## Extrait choisi:
· · · · · · ·
Le lancement de l’album Les souvenirs qui ne meurent jamais (Les disques Passeport), au début du printemps, a marqué la fin d’un long processus d’introspection pour Steve Veilleux. Un recueil de chansons intimistes qui s’est avéré salvateur pour la figure centrale du groupe Kaïn. « J’en ai bavé pour cet album-là, pleuré pour cet album-là. Il a fait mal à écrire. Il m’a mené loin de ma zone de confort des dernières années. Présentement, j’ai vraiment l’impression de sortir un peu du désert, de plonger dans une oasis. »

 

S’adjoignant les services d’Éric Goulet à la réalisation, l’auteur-compositeur-interprète originaire de Drummondville s’est permis d’explorer des thèmes qu’il n’avait jamais abordés au sein de la populaire formation folk-rock, cette dernière ayant un mandat résolument festif. « La dernière année a été un gros tournant dans ma vie. J’ai eu mon deuxième enfant. J’ai eu 30 ans. Ça fait dix ans que je joue avec Kaïn. » Trois albums, les tournées, l’écriture entre deux séries de spectacles, le tout de façon presque incessante depuis cinq ans. Puis le besoin de plonger en soi. Une chanson a surgi. Puis d’autres se sont imposées. Un projet que chérissait depuis deux ans celui qui souligne que la scène demeure le lieu où il se sent entier, « où mon insécurité, ma peur de décevoir, tout ça est comme mis sur pause. En entrant sur scène, je tombe dans mes pantoufles. C’est là que je me sens le mieux ».
· · · · · · ·
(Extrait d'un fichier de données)
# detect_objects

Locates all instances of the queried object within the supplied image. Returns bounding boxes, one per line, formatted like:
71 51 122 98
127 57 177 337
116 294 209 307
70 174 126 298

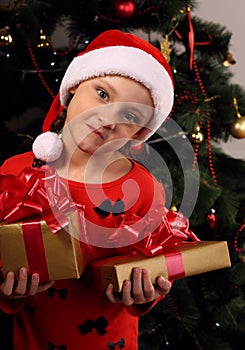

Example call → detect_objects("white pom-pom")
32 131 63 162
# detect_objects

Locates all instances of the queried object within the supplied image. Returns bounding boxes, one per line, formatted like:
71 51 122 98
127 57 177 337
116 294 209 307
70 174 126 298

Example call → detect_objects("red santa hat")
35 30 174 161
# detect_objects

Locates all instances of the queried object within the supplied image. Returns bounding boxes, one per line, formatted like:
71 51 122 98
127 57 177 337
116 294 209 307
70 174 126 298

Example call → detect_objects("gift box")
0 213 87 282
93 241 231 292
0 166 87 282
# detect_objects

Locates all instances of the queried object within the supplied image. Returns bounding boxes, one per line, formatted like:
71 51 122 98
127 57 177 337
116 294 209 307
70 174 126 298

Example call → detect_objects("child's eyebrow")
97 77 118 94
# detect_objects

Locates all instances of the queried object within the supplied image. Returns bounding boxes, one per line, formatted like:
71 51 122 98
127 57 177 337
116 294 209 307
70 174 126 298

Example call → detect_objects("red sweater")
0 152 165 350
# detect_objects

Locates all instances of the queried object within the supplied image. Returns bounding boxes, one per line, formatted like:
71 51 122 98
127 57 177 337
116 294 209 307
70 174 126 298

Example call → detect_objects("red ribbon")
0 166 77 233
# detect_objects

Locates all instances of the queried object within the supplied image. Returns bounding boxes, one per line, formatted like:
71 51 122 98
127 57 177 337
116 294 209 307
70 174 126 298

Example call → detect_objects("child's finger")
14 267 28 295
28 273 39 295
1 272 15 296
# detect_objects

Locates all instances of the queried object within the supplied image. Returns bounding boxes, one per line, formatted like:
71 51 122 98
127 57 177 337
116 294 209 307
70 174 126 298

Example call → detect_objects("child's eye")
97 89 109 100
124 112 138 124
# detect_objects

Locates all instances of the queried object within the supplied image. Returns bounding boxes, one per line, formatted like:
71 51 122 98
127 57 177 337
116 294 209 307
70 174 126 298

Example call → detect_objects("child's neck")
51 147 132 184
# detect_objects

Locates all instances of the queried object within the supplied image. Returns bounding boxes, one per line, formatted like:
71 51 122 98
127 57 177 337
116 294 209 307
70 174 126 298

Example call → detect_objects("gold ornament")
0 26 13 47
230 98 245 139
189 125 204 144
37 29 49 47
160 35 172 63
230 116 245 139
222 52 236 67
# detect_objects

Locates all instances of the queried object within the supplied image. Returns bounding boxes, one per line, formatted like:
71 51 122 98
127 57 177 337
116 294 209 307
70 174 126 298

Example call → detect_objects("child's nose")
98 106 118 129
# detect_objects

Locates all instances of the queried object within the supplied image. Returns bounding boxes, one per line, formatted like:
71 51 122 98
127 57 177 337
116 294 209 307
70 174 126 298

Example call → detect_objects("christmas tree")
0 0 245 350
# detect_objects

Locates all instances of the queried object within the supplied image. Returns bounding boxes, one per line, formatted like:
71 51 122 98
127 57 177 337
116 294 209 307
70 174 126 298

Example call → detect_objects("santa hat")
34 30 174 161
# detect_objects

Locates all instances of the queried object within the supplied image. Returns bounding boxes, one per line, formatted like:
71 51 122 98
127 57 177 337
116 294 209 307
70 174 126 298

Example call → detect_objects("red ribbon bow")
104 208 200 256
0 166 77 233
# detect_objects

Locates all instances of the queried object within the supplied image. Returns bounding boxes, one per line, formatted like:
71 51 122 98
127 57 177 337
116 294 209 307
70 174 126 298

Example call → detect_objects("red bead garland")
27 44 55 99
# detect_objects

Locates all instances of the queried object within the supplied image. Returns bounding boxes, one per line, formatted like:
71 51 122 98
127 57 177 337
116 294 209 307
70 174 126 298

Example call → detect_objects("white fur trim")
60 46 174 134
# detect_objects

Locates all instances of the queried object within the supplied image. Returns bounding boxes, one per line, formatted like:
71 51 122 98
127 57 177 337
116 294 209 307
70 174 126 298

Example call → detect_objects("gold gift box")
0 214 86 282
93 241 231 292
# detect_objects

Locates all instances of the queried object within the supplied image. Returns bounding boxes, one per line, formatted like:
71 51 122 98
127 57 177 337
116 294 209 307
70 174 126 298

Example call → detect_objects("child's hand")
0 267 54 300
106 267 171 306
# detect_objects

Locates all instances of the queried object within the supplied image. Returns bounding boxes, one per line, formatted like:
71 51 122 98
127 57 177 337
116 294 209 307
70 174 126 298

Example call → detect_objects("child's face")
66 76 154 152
· · · · · · ·
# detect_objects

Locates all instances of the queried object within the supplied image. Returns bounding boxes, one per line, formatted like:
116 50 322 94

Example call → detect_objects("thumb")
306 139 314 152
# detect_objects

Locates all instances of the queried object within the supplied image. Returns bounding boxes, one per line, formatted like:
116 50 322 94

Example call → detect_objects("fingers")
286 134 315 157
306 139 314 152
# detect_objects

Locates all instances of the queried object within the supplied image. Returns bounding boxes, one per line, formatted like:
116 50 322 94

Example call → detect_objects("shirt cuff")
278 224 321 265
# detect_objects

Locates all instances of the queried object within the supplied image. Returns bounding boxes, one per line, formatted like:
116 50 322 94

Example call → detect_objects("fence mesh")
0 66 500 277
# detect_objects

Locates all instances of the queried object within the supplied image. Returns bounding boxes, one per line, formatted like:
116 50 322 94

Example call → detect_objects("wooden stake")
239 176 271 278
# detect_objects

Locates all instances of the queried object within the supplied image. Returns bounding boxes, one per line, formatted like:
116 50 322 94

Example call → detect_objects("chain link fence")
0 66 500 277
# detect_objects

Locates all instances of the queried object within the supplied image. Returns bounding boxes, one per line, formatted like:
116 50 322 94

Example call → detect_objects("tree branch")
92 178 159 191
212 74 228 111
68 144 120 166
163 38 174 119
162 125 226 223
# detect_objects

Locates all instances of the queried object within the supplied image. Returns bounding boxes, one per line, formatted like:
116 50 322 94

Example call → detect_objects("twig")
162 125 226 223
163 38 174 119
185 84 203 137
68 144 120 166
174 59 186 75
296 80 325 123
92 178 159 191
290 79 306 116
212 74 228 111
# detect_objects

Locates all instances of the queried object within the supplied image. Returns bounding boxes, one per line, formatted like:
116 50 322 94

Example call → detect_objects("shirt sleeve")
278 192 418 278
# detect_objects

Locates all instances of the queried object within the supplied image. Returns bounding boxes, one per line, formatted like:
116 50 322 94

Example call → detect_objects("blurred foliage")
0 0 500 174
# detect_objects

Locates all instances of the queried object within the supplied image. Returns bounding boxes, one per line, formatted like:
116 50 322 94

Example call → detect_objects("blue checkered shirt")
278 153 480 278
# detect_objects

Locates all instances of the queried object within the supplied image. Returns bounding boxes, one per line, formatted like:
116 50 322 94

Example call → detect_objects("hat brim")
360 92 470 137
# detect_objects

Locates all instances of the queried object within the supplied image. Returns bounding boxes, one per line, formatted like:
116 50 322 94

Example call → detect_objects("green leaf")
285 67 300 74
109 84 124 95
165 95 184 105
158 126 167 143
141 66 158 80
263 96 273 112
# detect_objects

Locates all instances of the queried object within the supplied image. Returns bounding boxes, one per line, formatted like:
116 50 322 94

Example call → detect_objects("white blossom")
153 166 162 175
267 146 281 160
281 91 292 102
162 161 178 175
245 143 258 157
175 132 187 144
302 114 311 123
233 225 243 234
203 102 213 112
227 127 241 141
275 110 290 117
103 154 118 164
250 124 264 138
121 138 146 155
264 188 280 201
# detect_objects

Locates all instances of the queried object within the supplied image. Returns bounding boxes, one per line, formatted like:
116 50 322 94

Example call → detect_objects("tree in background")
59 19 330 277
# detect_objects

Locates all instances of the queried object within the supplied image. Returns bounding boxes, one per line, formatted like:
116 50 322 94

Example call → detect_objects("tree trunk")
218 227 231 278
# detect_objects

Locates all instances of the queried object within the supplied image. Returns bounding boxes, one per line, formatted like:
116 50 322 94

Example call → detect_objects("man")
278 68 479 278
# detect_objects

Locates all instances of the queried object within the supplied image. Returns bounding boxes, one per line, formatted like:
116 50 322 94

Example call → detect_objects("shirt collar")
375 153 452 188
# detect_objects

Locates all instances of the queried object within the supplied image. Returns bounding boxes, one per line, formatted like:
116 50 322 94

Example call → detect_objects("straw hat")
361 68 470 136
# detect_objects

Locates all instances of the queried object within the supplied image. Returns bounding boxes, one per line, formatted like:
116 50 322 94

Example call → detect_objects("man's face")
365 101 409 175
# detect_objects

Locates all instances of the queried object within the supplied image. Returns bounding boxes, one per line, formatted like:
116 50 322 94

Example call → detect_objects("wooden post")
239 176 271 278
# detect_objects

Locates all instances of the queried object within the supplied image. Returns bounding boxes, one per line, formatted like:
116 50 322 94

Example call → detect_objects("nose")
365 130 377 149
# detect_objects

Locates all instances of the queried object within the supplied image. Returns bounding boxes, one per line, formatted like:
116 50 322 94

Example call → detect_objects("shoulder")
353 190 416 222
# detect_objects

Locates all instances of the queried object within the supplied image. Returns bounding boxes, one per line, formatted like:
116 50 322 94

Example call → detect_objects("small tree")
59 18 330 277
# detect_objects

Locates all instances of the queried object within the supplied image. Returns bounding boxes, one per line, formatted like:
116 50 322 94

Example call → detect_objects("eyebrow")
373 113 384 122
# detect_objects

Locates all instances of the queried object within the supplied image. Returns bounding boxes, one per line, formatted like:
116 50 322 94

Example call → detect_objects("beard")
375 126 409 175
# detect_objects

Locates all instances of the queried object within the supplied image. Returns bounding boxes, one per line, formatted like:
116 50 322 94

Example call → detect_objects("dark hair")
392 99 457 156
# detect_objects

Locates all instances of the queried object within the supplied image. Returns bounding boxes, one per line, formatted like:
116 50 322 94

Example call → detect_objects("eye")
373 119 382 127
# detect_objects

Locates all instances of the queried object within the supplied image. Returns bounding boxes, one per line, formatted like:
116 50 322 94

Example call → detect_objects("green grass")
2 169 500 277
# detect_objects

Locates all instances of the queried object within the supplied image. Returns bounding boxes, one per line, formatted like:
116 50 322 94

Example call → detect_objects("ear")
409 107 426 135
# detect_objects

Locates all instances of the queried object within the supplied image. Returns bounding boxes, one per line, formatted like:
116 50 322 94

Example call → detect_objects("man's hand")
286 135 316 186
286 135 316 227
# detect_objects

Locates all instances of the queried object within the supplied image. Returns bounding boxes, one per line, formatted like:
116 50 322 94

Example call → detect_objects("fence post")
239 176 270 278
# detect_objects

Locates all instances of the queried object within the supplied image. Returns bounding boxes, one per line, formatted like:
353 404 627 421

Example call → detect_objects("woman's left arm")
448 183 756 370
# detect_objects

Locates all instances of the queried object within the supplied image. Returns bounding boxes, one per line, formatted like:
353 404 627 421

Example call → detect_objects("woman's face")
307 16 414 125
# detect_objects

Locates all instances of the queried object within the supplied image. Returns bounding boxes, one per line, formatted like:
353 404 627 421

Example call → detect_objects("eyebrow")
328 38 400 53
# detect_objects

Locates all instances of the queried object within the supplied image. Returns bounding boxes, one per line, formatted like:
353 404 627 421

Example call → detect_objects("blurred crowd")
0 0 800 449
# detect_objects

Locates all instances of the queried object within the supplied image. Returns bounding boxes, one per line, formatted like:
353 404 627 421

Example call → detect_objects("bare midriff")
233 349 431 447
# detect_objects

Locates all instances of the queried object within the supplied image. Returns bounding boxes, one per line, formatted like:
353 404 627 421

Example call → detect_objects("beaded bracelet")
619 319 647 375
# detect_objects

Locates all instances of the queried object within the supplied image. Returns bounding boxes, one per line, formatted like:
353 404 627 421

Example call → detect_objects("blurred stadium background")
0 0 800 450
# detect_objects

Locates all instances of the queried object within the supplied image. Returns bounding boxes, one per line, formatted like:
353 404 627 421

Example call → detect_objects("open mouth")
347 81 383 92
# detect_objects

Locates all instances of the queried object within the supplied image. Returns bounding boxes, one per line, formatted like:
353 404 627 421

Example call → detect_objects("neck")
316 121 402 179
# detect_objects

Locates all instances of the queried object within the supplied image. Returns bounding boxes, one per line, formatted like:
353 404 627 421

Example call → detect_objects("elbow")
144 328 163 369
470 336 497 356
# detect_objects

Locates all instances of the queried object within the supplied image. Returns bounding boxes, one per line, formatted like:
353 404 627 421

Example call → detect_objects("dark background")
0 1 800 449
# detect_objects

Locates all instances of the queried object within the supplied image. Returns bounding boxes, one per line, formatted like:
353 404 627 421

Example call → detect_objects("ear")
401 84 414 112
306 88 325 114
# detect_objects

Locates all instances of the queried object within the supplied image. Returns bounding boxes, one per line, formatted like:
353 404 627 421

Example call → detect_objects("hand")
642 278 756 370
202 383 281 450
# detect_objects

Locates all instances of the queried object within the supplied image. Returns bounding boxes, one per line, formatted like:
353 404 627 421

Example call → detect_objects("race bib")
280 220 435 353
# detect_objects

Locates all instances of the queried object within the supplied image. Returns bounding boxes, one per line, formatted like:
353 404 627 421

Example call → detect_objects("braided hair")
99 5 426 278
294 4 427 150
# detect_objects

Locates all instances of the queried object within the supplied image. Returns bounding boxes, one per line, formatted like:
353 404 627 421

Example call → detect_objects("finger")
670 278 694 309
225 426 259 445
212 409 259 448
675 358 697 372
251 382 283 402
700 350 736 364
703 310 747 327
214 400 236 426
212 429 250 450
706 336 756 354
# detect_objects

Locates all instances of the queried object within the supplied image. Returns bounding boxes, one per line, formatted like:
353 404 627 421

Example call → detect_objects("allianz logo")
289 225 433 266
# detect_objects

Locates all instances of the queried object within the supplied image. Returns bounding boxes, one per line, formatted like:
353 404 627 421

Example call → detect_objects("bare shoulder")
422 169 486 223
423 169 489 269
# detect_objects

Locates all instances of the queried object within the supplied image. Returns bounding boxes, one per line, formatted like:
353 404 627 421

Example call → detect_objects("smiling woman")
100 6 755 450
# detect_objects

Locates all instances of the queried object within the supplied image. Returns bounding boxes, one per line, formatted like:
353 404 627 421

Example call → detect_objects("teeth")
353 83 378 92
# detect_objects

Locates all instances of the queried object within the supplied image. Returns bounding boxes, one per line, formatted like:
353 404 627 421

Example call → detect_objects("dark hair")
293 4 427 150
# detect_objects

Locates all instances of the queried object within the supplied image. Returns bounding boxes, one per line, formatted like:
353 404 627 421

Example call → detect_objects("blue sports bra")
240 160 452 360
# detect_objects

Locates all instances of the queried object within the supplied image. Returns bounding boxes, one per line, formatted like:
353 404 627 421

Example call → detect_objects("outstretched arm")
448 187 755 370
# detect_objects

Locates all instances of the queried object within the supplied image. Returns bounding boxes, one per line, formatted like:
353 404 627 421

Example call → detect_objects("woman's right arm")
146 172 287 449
· · · · · · ·
## La consigne:
Recopiez en entier le texte sur l'album de Steve Veilleux, sans y changer un mot. Ces enregistrements proviennent d'une autre source.

## Réponse finale:
Le lancement de l’album Les souvenirs qui ne meurent jamais (Les disques Passeport), au début du printemps, a marqué la fin d’un long processus d’introspection pour Steve Veilleux. Un recueil de chansons intimistes qui s’est avéré salvateur pour la figure centrale du groupe Kaïn. « J’en ai bavé pour cet album-là, pleuré pour cet album-là. Il a fait mal à écrire. Il m’a mené loin de ma zone de confort des dernières années. Présentement, j’ai vraiment l’impression de sortir un peu du désert, de plonger dans une oasis. »

 

S’adjoignant les services d’Éric Goulet à la réalisation, l’auteur-compositeur-interprète originaire de Drummondville s’est permis d’explorer des thèmes qu’il n’avait jamais abordés au sein de la populaire formation folk-rock, cette dernière ayant un mandat résolument festif. « La dernière année a été un gros tournant dans ma vie. J’ai eu mon deuxième enfant. J’ai eu 30 ans. Ça fait dix ans que je joue avec Kaïn. » Trois albums, les tournées, l’écriture entre deux séries de spectacles, le tout de façon presque incessante depuis cinq ans. Puis le besoin de plonger en soi. Une chanson a surgi. Puis d’autres se sont imposées. Un projet que chérissait depuis deux ans celui qui souligne que la scène demeure le lieu où il se sent entier, « où mon insécurité, ma peur de décevoir, tout ça est comme mis sur pause. En entrant sur scène, je tombe dans mes pantoufles. C’est là que je me sens le mieux ».